TWR reveals big plans to reimagine the Jaguar XJS
TWR will look back in its history with the Jaguar XJS for a “reimagined” sports car
After a series of teaser images, TWR has revealed its plans for an upcoming sports car and the Berkshire-based firm says its new offering will be based on a Jaguar XJS. It will be the first car that TWR has produced since it reemerged into the automotive engineering industry in 2020.
Tom Walkinshaw Racing (now rebranded to TWR) has a rich history in the motorsport world. Established in 1975, the company specialised in competition touring cars and created iconic models like the Rover Vitesse and Volvo 850 Estate. But away from the track, TWR helped develop cars like the Aston Martin DB7 and Renault Clio V6 – showcasing the firm’s breadth of ability. Arguably the most well-known work TWR did was the V12-powered Jaguar XJR that won Le Mans in 1988 and 1990.
The firm’s successful relationship with Jaguar began with the XJS, culminating in the car winning the European Touring Car Championship in 1984. TWR is now a separate entity to the original Tom Walkinshaw Racing, but the firm stresses it will share “much of the DNA and spirit that helped the original TWR brand to become a world leader in performance and motorsport engineering.”
TWR has picked the XJS to be the basis of its new project but has brought in help from Magnus Walker and car designer Khyzyl Saleem to reimagine the car and bring it “into the 21st century”.

**DATASET EXCERPT**
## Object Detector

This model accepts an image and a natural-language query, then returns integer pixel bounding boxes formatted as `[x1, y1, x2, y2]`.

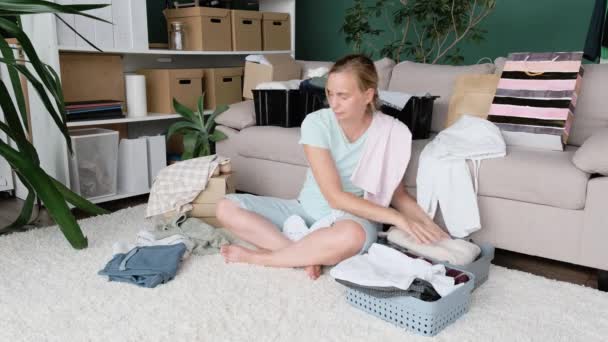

**WHAT THE EXERCISE ASKS**
Continue the piece about TWR's plans for the Jaguar XJS from where it stops.

**WRITTEN REPLY**
Details on the new XJS will be revealed in early 2024, but Walker has hinted at what we can expect: “I remember talking to Ian Callum about how I wanted to do an outlaw version of an XJS, kind of similar to what Jaguar Classic did with Nicko McBrain’s XJC.” That XJC was revealed in Geneva in 2018 and was based on a 1984 XJ6 Series 3, featuring bigger wheels, flared arches, new bumpers front and rear and LED headlights for a retro-modern look.
Unlike Iron Maiden drummer McBrain’s XJC (which came with a straight-six), the TWR XJS famously came with a 5.3-litre V12 - which we expect will feature on TWR’s new project. Don’t expect the car to be some stripped-out racer however. Walker added: “Our XJS has to be drivable in real world situations. From idle to throttle transition, when it’s stuck on the freeway in bumper-to-bumper traffic. I’m about drivability, usability, and practicality.”
Fergus Walkinshaw previously spoke on the upcoming project, stating: “High-performance engineering runs in the blood of the Walkinshaw family, and ever since the original TWR closed its doors I have longed to find a way to continue the family legacy.”